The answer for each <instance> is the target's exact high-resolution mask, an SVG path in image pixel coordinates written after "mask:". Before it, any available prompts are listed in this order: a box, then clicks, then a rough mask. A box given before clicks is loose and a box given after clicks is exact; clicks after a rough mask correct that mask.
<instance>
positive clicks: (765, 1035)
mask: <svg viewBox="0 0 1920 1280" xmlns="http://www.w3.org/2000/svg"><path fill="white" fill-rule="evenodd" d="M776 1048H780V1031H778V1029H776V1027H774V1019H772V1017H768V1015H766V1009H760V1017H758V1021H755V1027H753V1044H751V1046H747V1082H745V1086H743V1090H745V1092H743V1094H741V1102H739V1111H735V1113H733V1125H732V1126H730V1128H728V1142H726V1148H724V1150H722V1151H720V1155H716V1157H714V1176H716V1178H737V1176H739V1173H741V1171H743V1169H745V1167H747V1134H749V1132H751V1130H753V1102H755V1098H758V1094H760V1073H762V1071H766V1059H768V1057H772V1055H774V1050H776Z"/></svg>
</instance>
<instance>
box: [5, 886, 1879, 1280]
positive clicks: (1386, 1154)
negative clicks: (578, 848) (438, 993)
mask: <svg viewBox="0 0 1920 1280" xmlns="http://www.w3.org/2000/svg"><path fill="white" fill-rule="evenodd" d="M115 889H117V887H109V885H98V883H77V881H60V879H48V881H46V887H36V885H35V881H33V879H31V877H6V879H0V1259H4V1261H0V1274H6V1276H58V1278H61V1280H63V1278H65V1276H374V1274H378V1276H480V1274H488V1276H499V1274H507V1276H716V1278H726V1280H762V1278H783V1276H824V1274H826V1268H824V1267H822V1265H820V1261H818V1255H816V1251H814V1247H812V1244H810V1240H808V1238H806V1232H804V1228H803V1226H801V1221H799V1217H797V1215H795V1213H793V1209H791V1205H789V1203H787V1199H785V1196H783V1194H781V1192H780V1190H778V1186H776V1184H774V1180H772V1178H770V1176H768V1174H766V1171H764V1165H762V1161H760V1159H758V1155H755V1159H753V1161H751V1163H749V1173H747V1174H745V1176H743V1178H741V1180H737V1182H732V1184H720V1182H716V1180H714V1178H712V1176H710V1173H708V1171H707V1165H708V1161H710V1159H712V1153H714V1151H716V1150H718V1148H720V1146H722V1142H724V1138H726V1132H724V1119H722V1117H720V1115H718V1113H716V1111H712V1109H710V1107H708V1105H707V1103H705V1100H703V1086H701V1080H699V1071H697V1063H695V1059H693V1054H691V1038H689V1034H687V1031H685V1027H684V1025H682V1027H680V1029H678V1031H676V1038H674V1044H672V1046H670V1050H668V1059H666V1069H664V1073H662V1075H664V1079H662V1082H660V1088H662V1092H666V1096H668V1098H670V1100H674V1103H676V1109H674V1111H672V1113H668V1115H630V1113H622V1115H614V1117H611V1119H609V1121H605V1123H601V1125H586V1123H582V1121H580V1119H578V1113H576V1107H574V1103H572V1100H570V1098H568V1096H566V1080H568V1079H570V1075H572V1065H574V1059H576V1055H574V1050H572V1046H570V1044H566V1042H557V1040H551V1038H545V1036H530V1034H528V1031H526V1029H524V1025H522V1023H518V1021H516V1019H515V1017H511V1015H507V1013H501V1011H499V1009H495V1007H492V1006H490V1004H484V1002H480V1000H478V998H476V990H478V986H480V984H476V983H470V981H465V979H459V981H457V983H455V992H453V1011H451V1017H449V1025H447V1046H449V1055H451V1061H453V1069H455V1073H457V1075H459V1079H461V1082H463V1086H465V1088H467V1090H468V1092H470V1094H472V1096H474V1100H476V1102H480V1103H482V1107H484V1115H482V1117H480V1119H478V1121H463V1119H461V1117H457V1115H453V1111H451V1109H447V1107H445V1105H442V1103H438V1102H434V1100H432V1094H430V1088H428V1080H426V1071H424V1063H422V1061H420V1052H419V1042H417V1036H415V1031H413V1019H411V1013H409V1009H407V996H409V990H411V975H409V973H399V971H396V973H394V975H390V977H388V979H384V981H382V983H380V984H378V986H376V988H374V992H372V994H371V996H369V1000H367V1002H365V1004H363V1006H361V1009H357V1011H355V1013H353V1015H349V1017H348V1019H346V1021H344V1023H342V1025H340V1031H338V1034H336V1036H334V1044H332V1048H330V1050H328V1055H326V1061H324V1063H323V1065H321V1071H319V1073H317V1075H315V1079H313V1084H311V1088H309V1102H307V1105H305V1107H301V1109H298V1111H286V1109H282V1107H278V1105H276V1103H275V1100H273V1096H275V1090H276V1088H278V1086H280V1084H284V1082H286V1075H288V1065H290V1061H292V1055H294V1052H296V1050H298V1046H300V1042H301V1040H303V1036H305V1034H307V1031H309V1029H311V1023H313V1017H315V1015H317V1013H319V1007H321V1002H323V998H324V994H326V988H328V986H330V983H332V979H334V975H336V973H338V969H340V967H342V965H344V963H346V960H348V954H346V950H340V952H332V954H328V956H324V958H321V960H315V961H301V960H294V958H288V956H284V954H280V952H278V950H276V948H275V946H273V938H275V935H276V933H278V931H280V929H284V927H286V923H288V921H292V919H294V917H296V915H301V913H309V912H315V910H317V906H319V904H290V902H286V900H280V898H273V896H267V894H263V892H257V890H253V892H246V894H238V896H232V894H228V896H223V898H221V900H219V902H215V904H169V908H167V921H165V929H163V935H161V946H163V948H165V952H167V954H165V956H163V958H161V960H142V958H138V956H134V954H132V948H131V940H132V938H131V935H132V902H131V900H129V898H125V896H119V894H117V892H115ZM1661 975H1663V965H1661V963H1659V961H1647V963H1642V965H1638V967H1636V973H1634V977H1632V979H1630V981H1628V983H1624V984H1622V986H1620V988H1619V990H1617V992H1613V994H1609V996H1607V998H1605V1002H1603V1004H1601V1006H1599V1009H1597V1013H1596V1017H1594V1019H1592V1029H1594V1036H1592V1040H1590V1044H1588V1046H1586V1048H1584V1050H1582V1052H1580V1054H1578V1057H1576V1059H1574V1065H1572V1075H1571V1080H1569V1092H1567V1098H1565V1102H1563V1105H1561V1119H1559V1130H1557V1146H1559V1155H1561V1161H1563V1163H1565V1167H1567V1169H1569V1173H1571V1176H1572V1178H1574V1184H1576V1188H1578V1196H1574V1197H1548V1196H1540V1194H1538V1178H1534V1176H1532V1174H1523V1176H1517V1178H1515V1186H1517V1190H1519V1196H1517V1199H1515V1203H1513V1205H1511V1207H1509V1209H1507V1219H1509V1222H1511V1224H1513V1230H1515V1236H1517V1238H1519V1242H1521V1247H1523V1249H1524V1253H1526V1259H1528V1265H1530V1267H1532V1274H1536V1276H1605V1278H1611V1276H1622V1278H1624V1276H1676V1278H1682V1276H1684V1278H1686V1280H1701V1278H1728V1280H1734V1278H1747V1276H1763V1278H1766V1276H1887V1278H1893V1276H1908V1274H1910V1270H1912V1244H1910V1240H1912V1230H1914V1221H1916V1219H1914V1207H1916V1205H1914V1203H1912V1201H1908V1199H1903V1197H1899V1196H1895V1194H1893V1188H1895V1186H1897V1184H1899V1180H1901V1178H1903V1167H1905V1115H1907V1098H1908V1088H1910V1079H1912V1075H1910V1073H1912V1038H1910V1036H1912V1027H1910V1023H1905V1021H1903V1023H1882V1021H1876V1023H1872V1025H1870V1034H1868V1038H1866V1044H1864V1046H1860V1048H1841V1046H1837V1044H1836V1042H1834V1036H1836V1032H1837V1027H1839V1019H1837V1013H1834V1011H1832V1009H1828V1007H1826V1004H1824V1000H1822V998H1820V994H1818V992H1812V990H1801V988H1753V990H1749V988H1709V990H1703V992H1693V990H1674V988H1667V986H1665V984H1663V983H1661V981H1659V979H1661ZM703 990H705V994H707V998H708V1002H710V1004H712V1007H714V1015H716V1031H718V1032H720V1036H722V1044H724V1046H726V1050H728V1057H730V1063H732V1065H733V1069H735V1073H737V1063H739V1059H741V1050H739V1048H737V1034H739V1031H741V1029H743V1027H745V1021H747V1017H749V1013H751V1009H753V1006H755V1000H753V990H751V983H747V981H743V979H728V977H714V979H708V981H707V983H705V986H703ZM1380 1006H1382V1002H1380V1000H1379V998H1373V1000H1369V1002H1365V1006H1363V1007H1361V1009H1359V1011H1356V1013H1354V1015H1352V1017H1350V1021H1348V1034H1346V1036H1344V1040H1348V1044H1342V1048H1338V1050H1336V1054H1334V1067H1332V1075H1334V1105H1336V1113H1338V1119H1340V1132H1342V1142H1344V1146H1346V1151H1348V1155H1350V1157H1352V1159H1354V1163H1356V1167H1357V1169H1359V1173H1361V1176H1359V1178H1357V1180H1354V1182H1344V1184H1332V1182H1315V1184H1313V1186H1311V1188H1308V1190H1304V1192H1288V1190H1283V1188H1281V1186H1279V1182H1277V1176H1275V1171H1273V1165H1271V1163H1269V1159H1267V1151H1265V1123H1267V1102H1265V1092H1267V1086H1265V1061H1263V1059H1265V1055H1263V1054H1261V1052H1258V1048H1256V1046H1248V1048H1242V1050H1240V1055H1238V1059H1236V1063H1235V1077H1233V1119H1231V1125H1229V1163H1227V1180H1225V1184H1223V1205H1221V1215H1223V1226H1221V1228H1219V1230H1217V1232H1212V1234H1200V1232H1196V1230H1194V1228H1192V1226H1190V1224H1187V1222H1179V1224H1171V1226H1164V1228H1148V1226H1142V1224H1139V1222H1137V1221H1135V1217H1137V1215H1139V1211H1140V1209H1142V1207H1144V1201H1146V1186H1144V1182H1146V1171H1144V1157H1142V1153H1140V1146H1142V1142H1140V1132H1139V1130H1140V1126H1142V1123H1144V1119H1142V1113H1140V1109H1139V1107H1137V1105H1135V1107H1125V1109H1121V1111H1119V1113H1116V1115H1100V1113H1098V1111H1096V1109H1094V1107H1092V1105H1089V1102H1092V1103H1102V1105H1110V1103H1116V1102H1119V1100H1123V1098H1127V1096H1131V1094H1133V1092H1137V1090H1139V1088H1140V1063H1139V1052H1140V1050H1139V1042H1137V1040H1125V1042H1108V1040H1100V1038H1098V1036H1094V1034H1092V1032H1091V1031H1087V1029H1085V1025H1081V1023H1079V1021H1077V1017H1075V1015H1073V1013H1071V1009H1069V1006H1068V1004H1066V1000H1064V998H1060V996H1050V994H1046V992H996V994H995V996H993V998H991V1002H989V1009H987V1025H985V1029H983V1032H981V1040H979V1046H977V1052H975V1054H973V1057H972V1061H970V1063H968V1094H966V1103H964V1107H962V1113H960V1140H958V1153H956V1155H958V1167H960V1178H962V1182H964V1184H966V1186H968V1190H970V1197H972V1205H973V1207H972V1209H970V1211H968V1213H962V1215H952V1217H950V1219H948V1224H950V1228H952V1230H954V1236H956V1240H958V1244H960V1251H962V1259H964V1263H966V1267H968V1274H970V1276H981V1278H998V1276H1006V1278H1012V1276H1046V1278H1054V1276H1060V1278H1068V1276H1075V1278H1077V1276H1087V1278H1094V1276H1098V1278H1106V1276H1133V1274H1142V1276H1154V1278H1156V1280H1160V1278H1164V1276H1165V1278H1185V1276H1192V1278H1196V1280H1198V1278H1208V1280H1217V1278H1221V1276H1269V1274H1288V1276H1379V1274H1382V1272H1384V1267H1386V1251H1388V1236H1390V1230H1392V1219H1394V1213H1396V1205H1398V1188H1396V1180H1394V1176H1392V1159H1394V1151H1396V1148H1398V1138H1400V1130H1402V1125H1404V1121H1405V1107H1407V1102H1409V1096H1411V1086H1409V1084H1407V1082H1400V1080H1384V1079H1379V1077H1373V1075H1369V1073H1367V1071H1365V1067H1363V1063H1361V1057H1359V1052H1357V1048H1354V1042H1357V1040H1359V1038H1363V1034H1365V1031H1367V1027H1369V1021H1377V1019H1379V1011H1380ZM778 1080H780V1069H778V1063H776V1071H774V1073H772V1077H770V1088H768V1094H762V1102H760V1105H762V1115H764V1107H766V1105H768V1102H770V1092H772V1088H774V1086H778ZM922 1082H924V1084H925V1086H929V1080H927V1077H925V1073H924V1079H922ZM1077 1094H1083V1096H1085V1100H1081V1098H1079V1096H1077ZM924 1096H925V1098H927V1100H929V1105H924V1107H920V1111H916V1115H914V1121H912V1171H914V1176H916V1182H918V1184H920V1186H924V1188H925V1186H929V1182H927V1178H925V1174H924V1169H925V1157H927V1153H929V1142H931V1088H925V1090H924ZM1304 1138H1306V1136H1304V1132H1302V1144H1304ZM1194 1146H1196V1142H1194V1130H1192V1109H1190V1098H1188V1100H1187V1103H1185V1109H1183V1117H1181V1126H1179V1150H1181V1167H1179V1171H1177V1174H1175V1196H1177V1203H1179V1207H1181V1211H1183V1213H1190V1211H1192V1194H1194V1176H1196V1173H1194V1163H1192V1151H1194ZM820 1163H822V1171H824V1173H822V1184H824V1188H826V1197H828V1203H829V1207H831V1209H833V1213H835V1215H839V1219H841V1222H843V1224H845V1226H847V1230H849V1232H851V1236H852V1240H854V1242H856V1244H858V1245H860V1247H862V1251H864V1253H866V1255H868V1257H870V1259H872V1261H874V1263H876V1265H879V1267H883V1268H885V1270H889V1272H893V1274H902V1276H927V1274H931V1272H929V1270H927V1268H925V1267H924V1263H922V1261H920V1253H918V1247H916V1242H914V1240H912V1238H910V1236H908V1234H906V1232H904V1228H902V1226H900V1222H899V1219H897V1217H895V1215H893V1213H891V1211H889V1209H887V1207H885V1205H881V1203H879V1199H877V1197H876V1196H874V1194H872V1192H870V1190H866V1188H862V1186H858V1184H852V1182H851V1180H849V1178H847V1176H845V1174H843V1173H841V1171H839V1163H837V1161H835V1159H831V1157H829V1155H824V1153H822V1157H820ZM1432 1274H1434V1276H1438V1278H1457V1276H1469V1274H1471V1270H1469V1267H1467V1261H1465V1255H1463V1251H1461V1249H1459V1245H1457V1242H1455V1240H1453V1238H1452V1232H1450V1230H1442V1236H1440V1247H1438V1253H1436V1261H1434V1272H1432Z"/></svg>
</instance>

(Task instructions)
In how many lines of the listing does the word "clicks" appear? Give the number and no other words.

(Answer below)
4